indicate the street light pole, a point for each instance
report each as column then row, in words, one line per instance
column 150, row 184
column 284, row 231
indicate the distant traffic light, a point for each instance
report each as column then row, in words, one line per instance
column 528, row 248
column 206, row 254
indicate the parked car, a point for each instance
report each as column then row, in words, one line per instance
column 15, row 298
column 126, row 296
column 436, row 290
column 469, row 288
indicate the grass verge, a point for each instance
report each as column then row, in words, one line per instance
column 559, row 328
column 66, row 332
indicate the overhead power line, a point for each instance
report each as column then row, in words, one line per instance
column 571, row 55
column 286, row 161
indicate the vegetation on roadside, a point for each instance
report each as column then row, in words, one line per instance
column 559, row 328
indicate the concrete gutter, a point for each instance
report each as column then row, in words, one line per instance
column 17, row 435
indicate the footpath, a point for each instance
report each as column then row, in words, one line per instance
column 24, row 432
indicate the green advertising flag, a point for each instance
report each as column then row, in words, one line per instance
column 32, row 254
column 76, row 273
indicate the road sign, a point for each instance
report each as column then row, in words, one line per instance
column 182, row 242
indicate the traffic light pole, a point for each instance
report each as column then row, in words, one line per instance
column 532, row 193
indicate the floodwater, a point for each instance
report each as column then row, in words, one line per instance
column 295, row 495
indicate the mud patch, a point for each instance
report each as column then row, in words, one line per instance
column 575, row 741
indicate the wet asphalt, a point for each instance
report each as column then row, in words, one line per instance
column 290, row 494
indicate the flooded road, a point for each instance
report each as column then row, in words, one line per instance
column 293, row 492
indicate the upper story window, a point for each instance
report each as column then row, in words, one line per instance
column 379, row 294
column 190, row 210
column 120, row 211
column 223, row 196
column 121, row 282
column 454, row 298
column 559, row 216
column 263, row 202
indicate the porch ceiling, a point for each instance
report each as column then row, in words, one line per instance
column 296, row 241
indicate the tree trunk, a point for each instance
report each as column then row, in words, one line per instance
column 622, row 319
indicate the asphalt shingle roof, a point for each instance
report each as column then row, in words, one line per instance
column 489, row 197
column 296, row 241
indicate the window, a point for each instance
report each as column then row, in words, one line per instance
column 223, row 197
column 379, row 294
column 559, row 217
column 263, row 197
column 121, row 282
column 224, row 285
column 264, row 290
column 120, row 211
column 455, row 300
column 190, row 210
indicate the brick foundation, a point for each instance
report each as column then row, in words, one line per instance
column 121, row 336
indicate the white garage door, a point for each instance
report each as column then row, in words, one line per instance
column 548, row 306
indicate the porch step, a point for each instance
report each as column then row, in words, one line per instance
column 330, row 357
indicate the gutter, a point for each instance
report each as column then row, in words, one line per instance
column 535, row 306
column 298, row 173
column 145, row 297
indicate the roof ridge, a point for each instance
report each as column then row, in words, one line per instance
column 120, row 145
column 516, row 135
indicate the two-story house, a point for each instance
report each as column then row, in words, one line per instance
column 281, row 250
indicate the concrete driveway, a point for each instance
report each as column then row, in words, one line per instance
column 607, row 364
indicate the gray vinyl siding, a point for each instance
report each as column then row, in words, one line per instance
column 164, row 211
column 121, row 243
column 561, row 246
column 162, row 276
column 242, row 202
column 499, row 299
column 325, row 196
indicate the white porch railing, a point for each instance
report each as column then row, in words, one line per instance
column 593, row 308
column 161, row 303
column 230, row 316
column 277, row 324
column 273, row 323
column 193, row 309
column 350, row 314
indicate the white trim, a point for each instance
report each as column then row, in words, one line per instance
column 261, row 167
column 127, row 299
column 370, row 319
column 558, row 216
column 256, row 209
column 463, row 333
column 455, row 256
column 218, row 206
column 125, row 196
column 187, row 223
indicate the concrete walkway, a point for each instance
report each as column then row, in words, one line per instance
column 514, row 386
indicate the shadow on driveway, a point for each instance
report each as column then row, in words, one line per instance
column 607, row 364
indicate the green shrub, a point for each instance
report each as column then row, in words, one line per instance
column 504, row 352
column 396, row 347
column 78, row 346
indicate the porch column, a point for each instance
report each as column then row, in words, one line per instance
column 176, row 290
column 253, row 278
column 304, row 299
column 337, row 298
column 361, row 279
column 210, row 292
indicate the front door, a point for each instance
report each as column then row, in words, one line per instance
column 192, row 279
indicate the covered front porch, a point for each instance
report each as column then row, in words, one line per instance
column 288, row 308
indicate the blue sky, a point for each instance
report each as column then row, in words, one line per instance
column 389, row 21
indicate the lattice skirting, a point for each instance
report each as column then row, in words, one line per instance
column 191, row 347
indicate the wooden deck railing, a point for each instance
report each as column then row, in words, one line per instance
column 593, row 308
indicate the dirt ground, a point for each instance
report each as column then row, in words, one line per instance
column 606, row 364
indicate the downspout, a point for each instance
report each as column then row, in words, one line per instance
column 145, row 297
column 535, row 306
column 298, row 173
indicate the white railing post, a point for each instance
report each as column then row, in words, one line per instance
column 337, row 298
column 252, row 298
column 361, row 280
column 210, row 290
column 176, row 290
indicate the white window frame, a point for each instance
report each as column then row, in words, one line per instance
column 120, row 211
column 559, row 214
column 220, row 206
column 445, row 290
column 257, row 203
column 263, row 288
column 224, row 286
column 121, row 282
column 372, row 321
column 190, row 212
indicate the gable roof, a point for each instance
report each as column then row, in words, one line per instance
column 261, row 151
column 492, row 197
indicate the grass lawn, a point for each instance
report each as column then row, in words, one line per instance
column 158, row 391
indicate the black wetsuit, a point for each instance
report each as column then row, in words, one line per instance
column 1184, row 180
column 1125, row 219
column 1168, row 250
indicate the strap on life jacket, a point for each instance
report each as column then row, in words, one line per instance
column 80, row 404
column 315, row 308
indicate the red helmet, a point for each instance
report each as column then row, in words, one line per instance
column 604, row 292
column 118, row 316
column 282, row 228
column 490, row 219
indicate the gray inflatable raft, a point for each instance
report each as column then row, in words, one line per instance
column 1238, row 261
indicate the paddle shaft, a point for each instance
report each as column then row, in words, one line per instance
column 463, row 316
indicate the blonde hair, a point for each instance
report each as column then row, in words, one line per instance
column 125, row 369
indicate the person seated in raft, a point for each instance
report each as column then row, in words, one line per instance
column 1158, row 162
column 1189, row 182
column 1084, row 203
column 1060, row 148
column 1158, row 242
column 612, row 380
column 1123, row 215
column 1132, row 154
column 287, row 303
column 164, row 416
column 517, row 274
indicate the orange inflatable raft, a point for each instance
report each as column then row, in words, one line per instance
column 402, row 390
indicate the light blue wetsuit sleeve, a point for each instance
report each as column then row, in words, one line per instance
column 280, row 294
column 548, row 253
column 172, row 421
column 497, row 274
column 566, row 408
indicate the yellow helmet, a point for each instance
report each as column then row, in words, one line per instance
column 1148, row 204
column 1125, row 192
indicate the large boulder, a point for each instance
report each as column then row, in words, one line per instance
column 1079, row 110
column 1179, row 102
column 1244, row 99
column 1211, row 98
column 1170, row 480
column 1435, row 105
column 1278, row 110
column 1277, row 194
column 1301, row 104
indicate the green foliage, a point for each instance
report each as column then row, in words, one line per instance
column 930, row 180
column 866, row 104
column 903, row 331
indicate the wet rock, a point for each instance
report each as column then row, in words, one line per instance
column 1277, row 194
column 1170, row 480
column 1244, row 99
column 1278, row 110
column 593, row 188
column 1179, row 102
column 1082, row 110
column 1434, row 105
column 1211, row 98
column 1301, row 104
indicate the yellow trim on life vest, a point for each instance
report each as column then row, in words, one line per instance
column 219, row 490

WRITTEN TASK:
All of the material must be reproduced exactly.

SOLUTION:
indicate the street light pole, a point for each instance
report each as column then row, in words, one line per instance
column 150, row 184
column 284, row 231
indicate the distant traffic light, a point for each instance
report each as column then row, in words, one line per instance
column 528, row 248
column 206, row 254
indicate the parked car, a point for each instance
report each as column then row, in words, one line per instance
column 15, row 298
column 126, row 296
column 436, row 290
column 469, row 288
indicate the grass verge, a point for each instance
report each as column then row, in words, one line per instance
column 559, row 328
column 66, row 332
indicate the overhead power line, a point for each instance
report each as column then row, in words, one line per instance
column 571, row 55
column 286, row 161
indicate the vegetation on roadside, a point for each instance
report each as column then row, in words, one line per instance
column 559, row 328
indicate the concrete gutter, a point for each instance
report each as column then row, in words, one line per instance
column 17, row 435
indicate the footpath, a point for each instance
report each as column then row, in words, one line per instance
column 24, row 432
indicate the green advertising flag, a point for each instance
report each as column then row, in words, one line per instance
column 32, row 254
column 76, row 273
indicate the road sign, a point for each instance
report each as column then row, in words, one line per instance
column 182, row 242
indicate the traffic light pole, a point for each instance
report each as column then row, in words, one line per instance
column 532, row 193
indicate the floodwater, a point for each instance
report each as column then row, in words, one line per instance
column 295, row 495
indicate the mud patch, a point for each instance
report each as column then row, in words, one line per instance
column 575, row 741
indicate the wet asphalt, a point for each instance
report each as column then row, in words, one line per instance
column 290, row 494
indicate the flooded road, a point for each instance
report each as column then row, in words, one line per instance
column 293, row 492
indicate the upper story window, a point for each instance
report each as column then row, in words, one line per instance
column 379, row 294
column 190, row 210
column 120, row 211
column 223, row 196
column 121, row 282
column 454, row 298
column 559, row 216
column 263, row 202
indicate the porch ceiling, a point for each instance
report each as column then row, in words, one line per instance
column 296, row 241
indicate the tree trunk, a point for each instance
report each as column then row, in words, one line per instance
column 622, row 319
indicate the asphalt shingle roof, a point for each instance
report each as column then row, in words, one line per instance
column 489, row 197
column 296, row 241
indicate the window, a point for each instance
report each as column then row, in words, one line per instance
column 223, row 197
column 379, row 294
column 559, row 217
column 263, row 197
column 121, row 282
column 224, row 285
column 264, row 290
column 120, row 211
column 455, row 300
column 190, row 210
indicate the brick foundation, a point for each instance
report each as column then row, in words, one line per instance
column 121, row 336
indicate the white garage door, a point for each instance
report each as column then row, in words, one line per instance
column 548, row 306
indicate the porch step, a point for each instance
report each as column then row, in words, one line per instance
column 330, row 357
indicate the gutter, a point for each instance
report each as column then row, in words, one line per instance
column 535, row 306
column 298, row 173
column 145, row 297
indicate the roof ridge, a point for each instance
report each as column then row, in words, one line per instance
column 120, row 145
column 516, row 135
indicate the two-story house, a point for each instance
report each as column then row, in words, one line per instance
column 281, row 250
indicate the concrete driveway, a point for each instance
report each as column then row, in words, one line per instance
column 607, row 364
indicate the gray vinyl siding, a point for each instance
report each as column then row, in words, one line per instance
column 164, row 211
column 121, row 243
column 561, row 246
column 162, row 276
column 242, row 202
column 499, row 299
column 325, row 196
indicate the white porch railing, a point for each instance
report each as column then row, in words, one line per instance
column 593, row 308
column 161, row 303
column 230, row 316
column 277, row 324
column 273, row 323
column 193, row 309
column 350, row 314
indicate the white trim, a point for each instance
report each as column then row, in words, one line per instance
column 261, row 167
column 127, row 299
column 370, row 319
column 558, row 216
column 256, row 209
column 463, row 333
column 455, row 256
column 218, row 206
column 125, row 196
column 187, row 223
indicate the concrete walkway, a point for each instance
report each as column then row, in words, one line per instance
column 514, row 386
indicate the shadow on driveway, a point for each instance
report each as column then row, in words, one line per instance
column 607, row 364
indicate the green shrub, a point for each instance
report each as column then row, in words, one line per instance
column 504, row 352
column 396, row 347
column 78, row 346
indicate the porch column, a point for each instance
report each as column then row, in words, one line per instance
column 176, row 290
column 253, row 278
column 304, row 299
column 337, row 298
column 361, row 279
column 210, row 292
indicate the front door, a point for each instance
report each as column then row, in words, one line per instance
column 192, row 279
indicate the covered front porch, a point for each instance
report each as column then row, in words, one line per instance
column 288, row 308
indicate the blue sky, a point for each instance
report each as column then row, in words, one line per instance
column 389, row 21
indicate the lattice skirting, a point for each instance
report each as column then row, in words, one line per instance
column 191, row 347
indicate the wooden deck railing, a point for each instance
report each as column then row, in words, one line per instance
column 593, row 308
indicate the dirt ground, a point for each instance
report each as column then row, in words, one line per instance
column 606, row 364
indicate the downspout, a point for each instance
report each as column then row, in words, one line per instance
column 145, row 297
column 535, row 306
column 298, row 173
indicate the white railing post, a point for each instance
report each as column then row, in words, one line per instance
column 337, row 298
column 252, row 298
column 361, row 280
column 210, row 290
column 176, row 290
indicate the white window frame, a point for each instance
report each as column then row, in words, one line per instance
column 120, row 211
column 559, row 214
column 220, row 206
column 445, row 290
column 257, row 203
column 263, row 288
column 224, row 286
column 121, row 282
column 372, row 321
column 190, row 212
indicate the gable roof, a point for each instance
report each as column then row, in words, one line per instance
column 261, row 151
column 492, row 197
indicate the grass lawn, a point for each instance
report each as column then row, in words, one line per instance
column 158, row 391
indicate the black wetsuit, a point for each instance
report each as column then row, in words, one line per instance
column 1184, row 180
column 1125, row 219
column 1168, row 250
indicate the strap on life jacket, a point for each instance
report each as column then row, in words, one line per instance
column 80, row 404
column 315, row 308
indicate the red helmet, a point for each instance
report each as column then row, in words, one line per instance
column 604, row 292
column 118, row 316
column 282, row 228
column 490, row 219
indicate the gray inflatable raft, a point for each instance
report each as column then row, in words, one line per instance
column 1238, row 261
indicate the paddle shaft, a point for each instance
report each as column then row, in words, one line per instance
column 463, row 316
indicate the blonde hair, a point for each instance
report each as column then row, in words, one line per instance
column 125, row 369
indicate the person seated in raft, a point for each instance
report each as column then row, in words, one line per instance
column 1158, row 162
column 1189, row 182
column 1084, row 203
column 1060, row 148
column 1158, row 242
column 612, row 380
column 1123, row 215
column 1132, row 154
column 287, row 303
column 164, row 416
column 517, row 274
indicate the orange inflatable raft, a point for each instance
report each as column then row, in words, one line per instance
column 402, row 390
indicate the light blue wetsuit sleeve, a point for each instance
report each as column then row, in words, one line per instance
column 280, row 294
column 548, row 253
column 172, row 421
column 497, row 274
column 566, row 408
indicate the yellow helmet, a point for each instance
report each as column then row, in words, one line per instance
column 1148, row 204
column 1125, row 192
indicate the large boulder, a point for each instance
report each as column then row, in words, one line per instance
column 1079, row 110
column 1179, row 102
column 1244, row 99
column 1211, row 98
column 1170, row 480
column 1435, row 105
column 1278, row 110
column 1277, row 194
column 1301, row 104
indicate the green foliage, a point for each instance
report each as column then row, in words, one line per instance
column 930, row 180
column 866, row 104
column 903, row 331
indicate the wet rock, a point for each instance
report each as column then row, in words, one line per instance
column 1277, row 194
column 1170, row 480
column 1244, row 99
column 1278, row 110
column 593, row 188
column 1179, row 102
column 1082, row 110
column 1434, row 105
column 1211, row 98
column 1301, row 104
indicate the yellow trim on life vest, a point for each instance
report each as column then row, in words, one line per instance
column 219, row 490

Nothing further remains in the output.